_Exercise text_
• • • •

NOx emission control
SOx emission control
EDG control systems have the following functions: engine speed control, power control, sequence management (for example, start/stop and auxiliaries control), management of mechanical and electrical EDG safety protection, and interfaces with operators and the global nuclear plant control system. These control functions are fulfilled by equipment that is integrated on the EDGs (such as actuators, sensors, cables etc.) or by equipment in control cabinets (such as regulators, relays or safety-dedicated devices).
Control system requirements can be split into three categories. First, general quality aspects include highly demanding requirements for design document management, traceability and validation throughout the manufacturing process of each module, testing and validation procedures and reports, and also selection of qualified and validated suppliers.
Second, the very high reliability and availability requirements strongly influence the choice of technical solution. In this context, it is important to use well-proven equipment, with qualification of hardware and software (see box), and redundancies such as mechanical/electronic speed control, and two-out-of-three logic for management of EDG safety protection. Physical separation of classified and non-classified functions is also required.
Finally, the control system requirements must take into account the nuclear power plant context. Performance such as response time and stability are a key factor. Different functionalities are also required within the control systems for the different operating scenarios, periodic testing and emergency operation. Systems must also be compatible with EDG maintenance operations and checks, for instance they must take into account the anticipated replacement of devices, and be designed to enable easy maintenance.

• • • •

_Available data_

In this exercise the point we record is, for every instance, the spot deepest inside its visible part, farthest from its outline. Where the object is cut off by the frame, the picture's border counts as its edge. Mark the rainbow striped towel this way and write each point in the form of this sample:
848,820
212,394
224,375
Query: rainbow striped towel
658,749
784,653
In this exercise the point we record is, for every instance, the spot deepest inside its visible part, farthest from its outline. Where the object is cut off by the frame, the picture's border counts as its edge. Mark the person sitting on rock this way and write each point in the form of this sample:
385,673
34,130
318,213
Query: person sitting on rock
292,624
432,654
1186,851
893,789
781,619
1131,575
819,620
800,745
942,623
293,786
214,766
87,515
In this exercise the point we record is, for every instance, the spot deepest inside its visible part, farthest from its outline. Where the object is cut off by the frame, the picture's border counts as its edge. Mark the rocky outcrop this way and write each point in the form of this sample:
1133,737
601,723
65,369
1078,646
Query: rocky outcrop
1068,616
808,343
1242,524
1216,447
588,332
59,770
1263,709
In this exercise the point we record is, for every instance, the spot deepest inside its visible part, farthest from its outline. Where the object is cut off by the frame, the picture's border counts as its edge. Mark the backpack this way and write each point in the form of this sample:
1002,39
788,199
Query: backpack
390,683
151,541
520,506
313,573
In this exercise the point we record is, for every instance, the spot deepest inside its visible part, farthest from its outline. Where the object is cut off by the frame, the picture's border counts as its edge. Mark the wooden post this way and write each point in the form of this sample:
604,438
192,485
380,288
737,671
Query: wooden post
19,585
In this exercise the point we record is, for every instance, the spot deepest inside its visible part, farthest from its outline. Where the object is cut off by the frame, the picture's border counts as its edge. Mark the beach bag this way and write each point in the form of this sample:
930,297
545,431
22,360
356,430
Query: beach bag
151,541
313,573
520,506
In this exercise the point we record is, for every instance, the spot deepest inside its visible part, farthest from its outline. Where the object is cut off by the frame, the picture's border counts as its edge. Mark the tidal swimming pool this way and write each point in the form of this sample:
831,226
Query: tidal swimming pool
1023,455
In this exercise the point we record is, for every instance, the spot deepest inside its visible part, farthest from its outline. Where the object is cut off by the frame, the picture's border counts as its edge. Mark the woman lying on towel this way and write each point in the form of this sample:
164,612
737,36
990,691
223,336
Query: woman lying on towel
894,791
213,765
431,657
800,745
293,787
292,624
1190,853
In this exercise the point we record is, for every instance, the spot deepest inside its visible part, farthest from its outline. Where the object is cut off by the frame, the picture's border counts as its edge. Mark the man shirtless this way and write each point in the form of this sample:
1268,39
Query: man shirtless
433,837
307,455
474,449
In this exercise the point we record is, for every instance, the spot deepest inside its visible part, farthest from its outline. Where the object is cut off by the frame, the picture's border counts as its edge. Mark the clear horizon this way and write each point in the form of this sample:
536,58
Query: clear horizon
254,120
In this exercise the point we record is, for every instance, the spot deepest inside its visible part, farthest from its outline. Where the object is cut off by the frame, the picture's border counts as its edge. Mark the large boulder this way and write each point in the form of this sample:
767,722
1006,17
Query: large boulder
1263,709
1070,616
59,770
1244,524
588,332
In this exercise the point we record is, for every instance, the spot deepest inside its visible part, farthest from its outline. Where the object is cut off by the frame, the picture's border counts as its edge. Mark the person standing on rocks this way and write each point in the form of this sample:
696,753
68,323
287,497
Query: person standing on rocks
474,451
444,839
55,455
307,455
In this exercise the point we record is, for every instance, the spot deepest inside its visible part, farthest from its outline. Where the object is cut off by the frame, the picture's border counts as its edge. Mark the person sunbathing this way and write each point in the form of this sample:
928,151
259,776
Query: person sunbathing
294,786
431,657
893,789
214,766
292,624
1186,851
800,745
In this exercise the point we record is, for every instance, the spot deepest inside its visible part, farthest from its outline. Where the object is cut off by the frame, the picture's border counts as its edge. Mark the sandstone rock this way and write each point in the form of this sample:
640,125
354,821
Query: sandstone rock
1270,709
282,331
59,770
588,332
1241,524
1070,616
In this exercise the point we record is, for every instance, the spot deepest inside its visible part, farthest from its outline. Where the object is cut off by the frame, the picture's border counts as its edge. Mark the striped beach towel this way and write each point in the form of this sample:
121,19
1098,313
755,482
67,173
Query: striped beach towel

• • • •

Output the passage of the text on EDG control systems that begins with the words containing "Finally, the control" and ends with "enable easy maintenance.", copying it without any changes. The data plays no part in what you need to do.

Finally, the control system requirements must take into account the nuclear power plant context. Performance such as response time and stability are a key factor. Different functionalities are also required within the control systems for the different operating scenarios, periodic testing and emergency operation. Systems must also be compatible with EDG maintenance operations and checks, for instance they must take into account the anticipated replacement of devices, and be designed to enable easy maintenance.